---------- Record excerpts

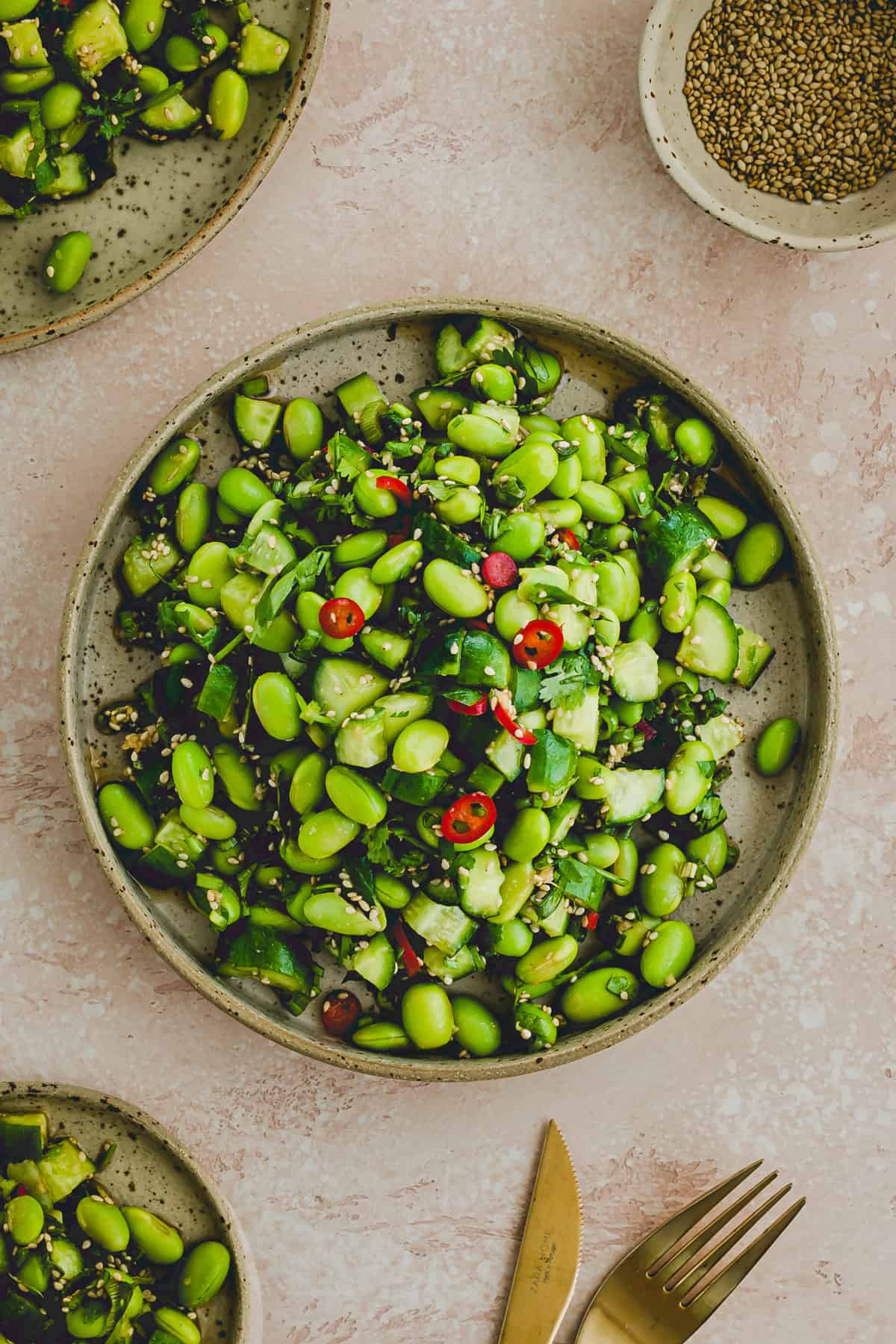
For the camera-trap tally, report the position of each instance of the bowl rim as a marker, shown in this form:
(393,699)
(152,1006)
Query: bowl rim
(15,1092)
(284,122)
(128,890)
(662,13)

--------------------
---------- Record excerpts

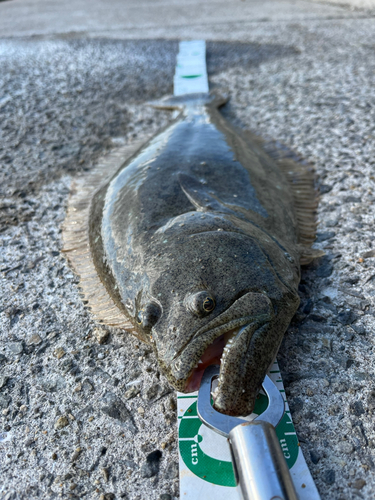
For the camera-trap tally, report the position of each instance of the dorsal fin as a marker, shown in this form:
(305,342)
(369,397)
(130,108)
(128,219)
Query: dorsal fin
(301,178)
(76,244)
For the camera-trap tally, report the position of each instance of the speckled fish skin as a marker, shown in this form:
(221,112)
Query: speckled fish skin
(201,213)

--------------------
---------- Record excerpts

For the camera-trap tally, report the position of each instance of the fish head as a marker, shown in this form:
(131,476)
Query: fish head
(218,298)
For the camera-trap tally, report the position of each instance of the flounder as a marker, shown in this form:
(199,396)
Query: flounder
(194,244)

--------------------

Work item
Scan the entries and show every line in which the word "report" is found.

Task response
For the camera-trap tally, report the position of each instance of the bowl rim as a marker, shown in this form:
For the camera-trap tally, report the position of each instance of the dorsal fin as a marker, shown in this form:
For the camera-trap tally, report the position of each instance of the speckled fish skin as a marker, shown in this form:
For the camera-trap tally, report the position of each instance of the fish head as a marker, shown in this form:
For the camera-trap tally, report the position of each instance of the flounder as a marker, shown in this form:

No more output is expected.